THE PROBLEM = Search the records for the word "roof" and copy each line in which it appears.
SOURCE INFORMATION Block Start
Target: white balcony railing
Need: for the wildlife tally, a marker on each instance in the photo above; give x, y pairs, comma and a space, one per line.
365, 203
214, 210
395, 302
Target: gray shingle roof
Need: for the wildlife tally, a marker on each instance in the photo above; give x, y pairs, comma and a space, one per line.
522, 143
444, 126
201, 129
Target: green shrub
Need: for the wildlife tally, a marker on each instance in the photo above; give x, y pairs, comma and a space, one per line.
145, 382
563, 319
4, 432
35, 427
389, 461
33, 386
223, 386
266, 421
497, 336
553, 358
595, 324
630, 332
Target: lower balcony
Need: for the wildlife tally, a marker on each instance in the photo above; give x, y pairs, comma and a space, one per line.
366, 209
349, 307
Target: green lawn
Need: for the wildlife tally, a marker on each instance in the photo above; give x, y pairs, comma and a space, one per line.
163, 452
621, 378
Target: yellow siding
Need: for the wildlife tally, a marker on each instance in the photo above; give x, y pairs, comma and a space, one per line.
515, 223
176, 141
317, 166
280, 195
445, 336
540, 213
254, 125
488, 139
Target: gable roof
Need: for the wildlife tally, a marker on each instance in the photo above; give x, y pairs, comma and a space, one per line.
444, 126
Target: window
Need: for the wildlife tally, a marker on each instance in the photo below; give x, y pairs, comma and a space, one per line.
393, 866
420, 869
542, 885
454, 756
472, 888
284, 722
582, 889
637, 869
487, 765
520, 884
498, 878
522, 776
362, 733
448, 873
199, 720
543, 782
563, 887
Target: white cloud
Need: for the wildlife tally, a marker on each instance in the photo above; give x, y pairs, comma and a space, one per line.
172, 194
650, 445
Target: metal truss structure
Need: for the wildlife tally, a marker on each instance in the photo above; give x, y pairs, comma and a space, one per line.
SOURCE INFORMATION Block End
SOURCE INFORMATION Block Start
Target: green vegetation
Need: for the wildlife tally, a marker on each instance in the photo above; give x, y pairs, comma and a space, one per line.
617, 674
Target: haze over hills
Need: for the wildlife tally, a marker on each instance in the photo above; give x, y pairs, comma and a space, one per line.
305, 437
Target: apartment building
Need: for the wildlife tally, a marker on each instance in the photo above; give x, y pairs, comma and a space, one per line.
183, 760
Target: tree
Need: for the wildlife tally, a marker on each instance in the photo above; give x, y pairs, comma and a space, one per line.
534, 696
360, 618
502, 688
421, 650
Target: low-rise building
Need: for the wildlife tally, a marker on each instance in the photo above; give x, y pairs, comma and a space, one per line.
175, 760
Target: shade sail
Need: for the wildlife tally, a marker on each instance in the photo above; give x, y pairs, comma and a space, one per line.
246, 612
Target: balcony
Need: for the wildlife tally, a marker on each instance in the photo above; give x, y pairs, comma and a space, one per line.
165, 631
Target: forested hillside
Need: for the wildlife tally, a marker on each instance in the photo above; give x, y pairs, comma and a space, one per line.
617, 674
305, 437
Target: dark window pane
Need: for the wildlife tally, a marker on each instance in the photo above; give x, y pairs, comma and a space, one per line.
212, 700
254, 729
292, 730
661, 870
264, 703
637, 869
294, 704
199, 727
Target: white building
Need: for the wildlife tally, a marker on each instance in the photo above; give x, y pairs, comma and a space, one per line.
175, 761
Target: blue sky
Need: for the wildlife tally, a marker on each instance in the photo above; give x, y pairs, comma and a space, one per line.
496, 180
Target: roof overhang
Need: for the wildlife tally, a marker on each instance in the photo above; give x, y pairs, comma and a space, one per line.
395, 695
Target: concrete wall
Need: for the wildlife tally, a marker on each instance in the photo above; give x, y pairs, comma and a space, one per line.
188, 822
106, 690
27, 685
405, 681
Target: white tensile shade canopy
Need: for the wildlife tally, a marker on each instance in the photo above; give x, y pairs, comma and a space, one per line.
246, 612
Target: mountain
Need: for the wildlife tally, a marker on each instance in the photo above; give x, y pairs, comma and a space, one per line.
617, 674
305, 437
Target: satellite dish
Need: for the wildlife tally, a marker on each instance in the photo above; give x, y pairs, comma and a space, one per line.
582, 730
SOURCE INFORMATION Block End
YOUR SOLUTION =
Target: gray shingle roof
Target: gable roof
Target: roof overhang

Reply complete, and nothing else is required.